> DIRECTION 1: Filter the records below and copy out every line that contains the word "woman". Case counts.
━━━━━━
Are you considering moving your big data workloads from on-premises to Amazon EMR? Do you already have workloads on EMR but are looking to optimize performance and costs? If you answered “yes” to either of these questions, this blog is perfect for you.
In Episode 1 of the Amazon EMR Insider Series, Developer Advocate at AWS Nicholas Walsh sat down with Roy Hasson, Sr. Analytics Specialist Manager at AWS, and Kunal Agarwal, Co-founder and CEO at Unravel Data, to share best practices and new features that enable you to optimize big data costs with Amazon EMR and Unravel. This blog is adapted from the virtual session.
What is Amazon EMR?
Amazon Elastic MapReduce (EMR) is a fully managed cluster system that allows you to launch 19 different big data frameworks, including Apache Spark, Hadoop, Hive, Presto, and HBase. The image below shows some of the features and benefits of using EMR.
So why would you switch from self-managing (on-premises or on Amazon EC2, for example) to Amazon EMR?
Self-Managing Is Tedious and Expensive
Self-managing is difficult. It’s tedious, expensive, and requires you to have engineers on call. To be more specific, we’ll explore the three biggest challenges that, in Roy’s experience, customers face when self-managing.
OVERPROVISIONED AND UNDERUTILIZED RESOURCES
When self-managing, organizations often build clusters based on peak utilization. Buying hardware and configuring your environment for that peak can be very expensive, but Roy found that on average, customers only use between 50% and 60% of their capacity. Buying resources based on sudden spikes of max utilization can be a waste of money.
━━━━━━
> DIRECTION 2: In the Amazon EMR excerpt above, what share of their capacity do self-managing customers use on average?
━━━━━━
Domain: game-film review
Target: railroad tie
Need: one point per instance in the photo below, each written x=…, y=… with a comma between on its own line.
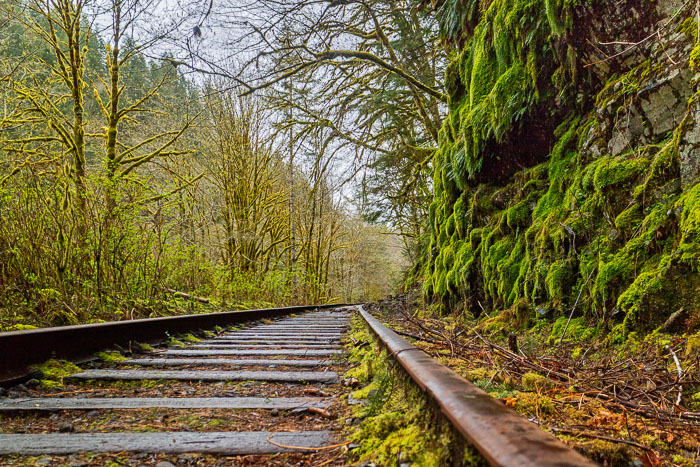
x=265, y=368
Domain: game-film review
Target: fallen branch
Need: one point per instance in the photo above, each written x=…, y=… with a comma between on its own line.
x=305, y=448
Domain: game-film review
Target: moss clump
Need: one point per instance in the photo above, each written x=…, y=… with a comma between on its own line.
x=629, y=219
x=617, y=171
x=518, y=215
x=579, y=329
x=398, y=423
x=111, y=357
x=189, y=338
x=557, y=277
x=53, y=372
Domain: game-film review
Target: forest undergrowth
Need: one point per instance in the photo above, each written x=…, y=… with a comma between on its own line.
x=615, y=400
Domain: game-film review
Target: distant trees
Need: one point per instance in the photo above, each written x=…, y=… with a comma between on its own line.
x=120, y=178
x=368, y=78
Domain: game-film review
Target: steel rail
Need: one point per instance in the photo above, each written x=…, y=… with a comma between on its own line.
x=502, y=436
x=19, y=350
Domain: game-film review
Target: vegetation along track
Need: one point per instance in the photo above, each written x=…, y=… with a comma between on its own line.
x=263, y=394
x=269, y=393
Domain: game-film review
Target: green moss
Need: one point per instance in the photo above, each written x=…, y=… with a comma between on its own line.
x=695, y=59
x=21, y=327
x=689, y=27
x=579, y=330
x=536, y=382
x=556, y=280
x=189, y=338
x=174, y=342
x=398, y=422
x=53, y=372
x=518, y=215
x=618, y=171
x=629, y=219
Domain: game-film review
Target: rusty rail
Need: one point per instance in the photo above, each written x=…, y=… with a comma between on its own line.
x=21, y=349
x=502, y=436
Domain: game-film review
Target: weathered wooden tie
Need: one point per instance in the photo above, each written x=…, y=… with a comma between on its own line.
x=222, y=362
x=220, y=353
x=228, y=443
x=186, y=375
x=85, y=403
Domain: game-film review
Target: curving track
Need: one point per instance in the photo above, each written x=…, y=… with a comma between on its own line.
x=266, y=393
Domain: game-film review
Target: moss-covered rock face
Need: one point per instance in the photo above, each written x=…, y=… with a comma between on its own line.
x=607, y=222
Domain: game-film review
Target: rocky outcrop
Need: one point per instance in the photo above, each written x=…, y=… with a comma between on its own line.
x=609, y=219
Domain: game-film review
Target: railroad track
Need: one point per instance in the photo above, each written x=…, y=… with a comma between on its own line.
x=268, y=392
x=256, y=393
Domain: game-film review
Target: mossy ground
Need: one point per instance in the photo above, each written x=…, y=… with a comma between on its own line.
x=53, y=372
x=570, y=388
x=398, y=422
x=608, y=236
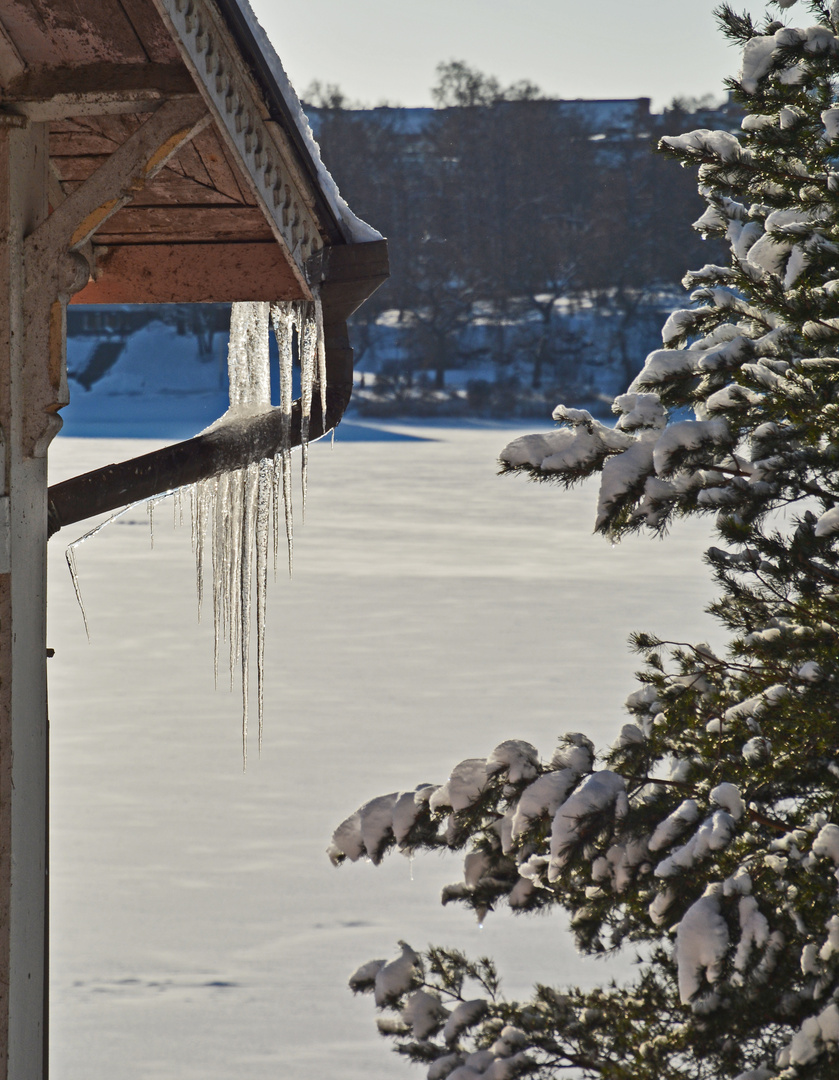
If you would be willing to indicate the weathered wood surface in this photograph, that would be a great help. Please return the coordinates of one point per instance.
(346, 277)
(195, 273)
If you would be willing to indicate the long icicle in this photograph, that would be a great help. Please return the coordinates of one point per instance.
(239, 508)
(308, 363)
(284, 322)
(262, 524)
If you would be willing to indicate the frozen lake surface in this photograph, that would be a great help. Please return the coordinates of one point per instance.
(198, 929)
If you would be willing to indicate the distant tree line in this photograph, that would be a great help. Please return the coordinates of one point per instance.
(498, 204)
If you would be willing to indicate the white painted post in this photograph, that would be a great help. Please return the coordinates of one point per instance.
(24, 166)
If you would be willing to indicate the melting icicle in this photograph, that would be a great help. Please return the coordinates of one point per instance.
(239, 509)
(283, 319)
(70, 556)
(308, 334)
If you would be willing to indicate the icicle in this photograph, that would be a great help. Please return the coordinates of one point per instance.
(239, 509)
(283, 316)
(247, 520)
(308, 365)
(321, 347)
(70, 556)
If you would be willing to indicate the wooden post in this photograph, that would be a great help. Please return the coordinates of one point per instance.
(24, 166)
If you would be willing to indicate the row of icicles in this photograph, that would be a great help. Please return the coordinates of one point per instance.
(237, 514)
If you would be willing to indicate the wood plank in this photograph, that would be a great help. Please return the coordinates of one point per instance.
(12, 64)
(190, 273)
(184, 225)
(167, 188)
(151, 31)
(215, 160)
(84, 31)
(29, 32)
(189, 164)
(99, 80)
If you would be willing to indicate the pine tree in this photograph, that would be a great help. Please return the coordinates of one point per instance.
(707, 836)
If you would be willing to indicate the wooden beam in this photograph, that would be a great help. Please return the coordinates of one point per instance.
(194, 273)
(52, 93)
(344, 278)
(116, 183)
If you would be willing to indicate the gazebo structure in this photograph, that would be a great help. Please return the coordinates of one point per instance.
(150, 150)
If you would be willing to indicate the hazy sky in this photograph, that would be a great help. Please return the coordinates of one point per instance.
(388, 50)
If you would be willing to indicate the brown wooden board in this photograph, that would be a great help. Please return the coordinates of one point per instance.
(184, 225)
(167, 188)
(190, 273)
(81, 31)
(149, 28)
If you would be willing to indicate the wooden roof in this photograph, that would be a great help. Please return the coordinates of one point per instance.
(239, 211)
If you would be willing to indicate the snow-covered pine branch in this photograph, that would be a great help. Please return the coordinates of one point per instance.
(707, 835)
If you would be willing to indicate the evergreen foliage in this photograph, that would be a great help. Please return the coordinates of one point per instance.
(707, 836)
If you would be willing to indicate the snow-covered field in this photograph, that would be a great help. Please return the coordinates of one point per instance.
(198, 929)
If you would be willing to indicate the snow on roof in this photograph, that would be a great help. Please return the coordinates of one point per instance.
(270, 68)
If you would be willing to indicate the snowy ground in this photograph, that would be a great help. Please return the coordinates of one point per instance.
(198, 929)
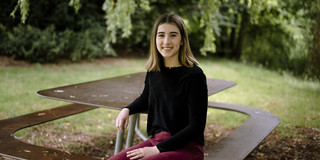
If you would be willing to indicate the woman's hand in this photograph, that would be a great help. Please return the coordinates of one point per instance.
(123, 118)
(142, 152)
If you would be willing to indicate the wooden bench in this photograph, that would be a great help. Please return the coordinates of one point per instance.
(13, 148)
(244, 139)
(237, 145)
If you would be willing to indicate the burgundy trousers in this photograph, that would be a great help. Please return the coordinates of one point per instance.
(191, 151)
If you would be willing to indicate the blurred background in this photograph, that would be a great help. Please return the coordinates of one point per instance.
(271, 48)
(279, 35)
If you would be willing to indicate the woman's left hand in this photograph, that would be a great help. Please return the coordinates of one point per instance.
(142, 152)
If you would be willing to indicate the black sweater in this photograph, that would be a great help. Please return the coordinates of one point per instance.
(176, 101)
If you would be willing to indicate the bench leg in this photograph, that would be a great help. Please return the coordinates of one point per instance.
(130, 135)
(119, 142)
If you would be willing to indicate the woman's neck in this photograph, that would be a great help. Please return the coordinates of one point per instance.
(170, 62)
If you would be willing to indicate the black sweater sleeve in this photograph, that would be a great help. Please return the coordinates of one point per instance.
(141, 103)
(198, 101)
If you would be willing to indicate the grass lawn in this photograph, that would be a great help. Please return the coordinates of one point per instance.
(294, 101)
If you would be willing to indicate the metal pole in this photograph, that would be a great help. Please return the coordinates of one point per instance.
(137, 129)
(119, 141)
(130, 135)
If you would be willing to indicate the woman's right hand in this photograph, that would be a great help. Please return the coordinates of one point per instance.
(123, 119)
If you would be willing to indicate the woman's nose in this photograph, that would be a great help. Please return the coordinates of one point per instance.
(166, 39)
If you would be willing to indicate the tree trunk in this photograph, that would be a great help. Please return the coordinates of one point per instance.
(233, 34)
(313, 66)
(241, 37)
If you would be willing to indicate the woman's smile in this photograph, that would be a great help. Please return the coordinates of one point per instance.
(168, 41)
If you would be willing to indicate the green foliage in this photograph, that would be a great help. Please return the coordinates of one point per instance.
(36, 45)
(209, 21)
(118, 16)
(24, 9)
(75, 4)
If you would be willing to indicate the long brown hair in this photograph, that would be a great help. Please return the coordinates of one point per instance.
(186, 58)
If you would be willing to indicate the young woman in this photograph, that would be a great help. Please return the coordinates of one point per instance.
(175, 96)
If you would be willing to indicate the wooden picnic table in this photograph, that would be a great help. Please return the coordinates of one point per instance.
(115, 93)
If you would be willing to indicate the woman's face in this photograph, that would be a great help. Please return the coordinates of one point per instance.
(168, 40)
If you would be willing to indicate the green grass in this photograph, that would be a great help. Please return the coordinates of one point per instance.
(294, 101)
━━━━━━
> FULL RESPONSE 1:
If you would be willing to indicate the woman's hand in this photograph, that would be a great help. Please return the coordinates of one point per instance.
If you would be willing to indicate the woman's left hand in this photograph, that would be a great help. Please return the coordinates of one point per instance.
If you would be willing to indicate the woman's neck in this photograph, that would be a great help. Please return the coordinates of one point per instance.
If you would be willing to indicate the woman's right hand in this photograph, that would be a great help. Please return the coordinates of one point per instance.
If you would be willing to indicate the woman's nose in this photograph, that would be a great help. Please return the coordinates of one point per instance.
If you would be willing to indicate the woman's smile in this photograph, that would be a great help. Please return the coordinates of one point per instance.
If you would be willing to indicate the young woman in this photograph, that would be a great help. Please return the coordinates of one point per instance.
If you would be willing to indicate the woman's face in this photograph, that would be a great help. Please return the coordinates of one point per instance.

> FULL RESPONSE 2: Between 50% and 60% of their capacity.